● Exercise:
Print out every record below, exactly as written.
=== Data provided ===
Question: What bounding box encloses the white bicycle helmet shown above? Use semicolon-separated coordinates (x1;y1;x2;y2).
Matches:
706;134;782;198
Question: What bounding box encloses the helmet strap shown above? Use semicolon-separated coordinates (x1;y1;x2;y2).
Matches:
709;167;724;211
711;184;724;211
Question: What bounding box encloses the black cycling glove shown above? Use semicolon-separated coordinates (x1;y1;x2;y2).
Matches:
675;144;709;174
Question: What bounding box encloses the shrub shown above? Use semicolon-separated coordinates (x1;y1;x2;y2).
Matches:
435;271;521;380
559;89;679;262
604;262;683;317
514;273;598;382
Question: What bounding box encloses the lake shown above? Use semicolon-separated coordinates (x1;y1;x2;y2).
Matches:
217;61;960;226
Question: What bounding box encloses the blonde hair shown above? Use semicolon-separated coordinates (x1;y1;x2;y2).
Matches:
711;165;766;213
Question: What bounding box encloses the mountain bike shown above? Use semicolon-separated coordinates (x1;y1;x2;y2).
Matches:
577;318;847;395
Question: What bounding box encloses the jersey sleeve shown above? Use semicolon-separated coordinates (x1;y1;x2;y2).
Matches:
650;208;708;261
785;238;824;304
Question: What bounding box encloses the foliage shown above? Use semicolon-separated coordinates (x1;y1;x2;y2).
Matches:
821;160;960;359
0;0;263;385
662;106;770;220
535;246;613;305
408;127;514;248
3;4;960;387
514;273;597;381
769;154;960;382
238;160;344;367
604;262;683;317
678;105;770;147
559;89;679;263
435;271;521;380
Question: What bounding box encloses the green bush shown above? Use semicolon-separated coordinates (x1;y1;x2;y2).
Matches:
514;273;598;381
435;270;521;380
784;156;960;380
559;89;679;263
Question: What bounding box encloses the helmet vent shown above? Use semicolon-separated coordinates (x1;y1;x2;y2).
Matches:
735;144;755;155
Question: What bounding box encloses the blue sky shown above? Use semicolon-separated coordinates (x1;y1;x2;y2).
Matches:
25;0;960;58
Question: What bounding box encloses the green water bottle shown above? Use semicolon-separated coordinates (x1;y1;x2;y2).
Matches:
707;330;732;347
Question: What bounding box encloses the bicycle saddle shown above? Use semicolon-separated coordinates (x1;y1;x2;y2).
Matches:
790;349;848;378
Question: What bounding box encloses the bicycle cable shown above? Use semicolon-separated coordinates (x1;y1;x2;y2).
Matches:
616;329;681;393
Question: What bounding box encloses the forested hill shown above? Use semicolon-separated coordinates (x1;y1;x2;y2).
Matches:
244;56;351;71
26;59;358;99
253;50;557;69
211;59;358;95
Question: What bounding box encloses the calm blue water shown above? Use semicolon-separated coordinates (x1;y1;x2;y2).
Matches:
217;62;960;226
===
● Your solution:
Question: What bounding box encloses the white bicycle helmet shown above? Use semicolon-separated coordinates (x1;y1;x2;y2).
Matches:
706;134;782;198
Question: What bounding box encloses the helmet strap shown above? Use semicolon-separated coordinates (x1;y1;x2;y2).
Matches:
709;167;724;211
711;184;724;211
Question: What bounding box encloses the black cycling glove shown above? Use semicolon-separated coordinates (x1;y1;x2;y2).
Matches:
675;144;709;174
Question: What bounding box encloses the shrub shown above? Use semicolon-separated coordinates (x1;y1;x2;y2).
Matches:
435;271;521;380
559;89;679;262
604;262;683;317
514;273;598;382
Question: What bounding box encloses the lake shown above? Use semicolon-separated coordinates (x1;y1;x2;y2).
Matches:
217;61;960;226
Question: What bounding box encloses the blonde hair shown above? Use semicolon-separated coordinates (x1;y1;x2;y2).
Matches:
711;165;766;213
Question: What bounding box encloses the mountain bike shown above? Use semicolon-separated coordinates (x1;y1;x2;y2).
Matches:
577;318;847;395
Question: What bounding box encloses the jersey sleeve shown above? Use semicolon-separated coordinates (x1;y1;x2;y2).
Matches:
650;208;708;261
785;238;824;304
Question: What bounding box encloses the foliage shown above? Use semicolon-separated coordinates (x1;y1;x2;y2).
Matches:
821;160;960;359
0;0;263;385
662;106;770;220
535;246;613;305
408;127;514;248
3;4;960;387
514;273;597;381
769;154;960;382
238;160;344;367
604;262;683;317
678;105;770;147
559;89;679;263
435;271;521;380
Question: What bounding box encloses the green bush shown above? Use semicolon-separated coordinates (x1;y1;x2;y2).
Matches:
514;273;598;381
435;270;521;380
784;156;960;380
559;89;679;263
Question: What bounding box encloses the helmet vent shown above? Use semicolon-separated coordinates (x1;y1;x2;y2).
Matches:
735;144;755;155
Question: What bounding box encloses the blue sky shown above? Use semicolon-separated coordinates (x1;y1;x2;y2).
Matches:
25;0;960;58
Question: What bounding box encloses the green water bottle shown above? Use semicolon-separated coordinates (x1;y1;x2;y2).
Matches:
707;330;732;347
Question: What bounding box encloses the bicycle saddle shown above? Use semicolon-separated coordinates (x1;y1;x2;y2).
Matches:
790;349;848;378
Question: What bounding box encloses the bicycle cable shown above? Use semicolon-separated coordinates (x1;y1;x2;y2).
Matches:
616;329;681;393
Question: What bounding box encloses the forested hill shown above? Use semicolon-separated coordinates (x1;y1;x2;y2).
Matches:
244;56;351;71
26;59;358;99
253;50;557;69
211;59;358;95
Question: What bounding box encloses the calm blue water shown above? Use semicolon-separated coordinates (x1;y1;x2;y2).
Matches:
217;62;960;226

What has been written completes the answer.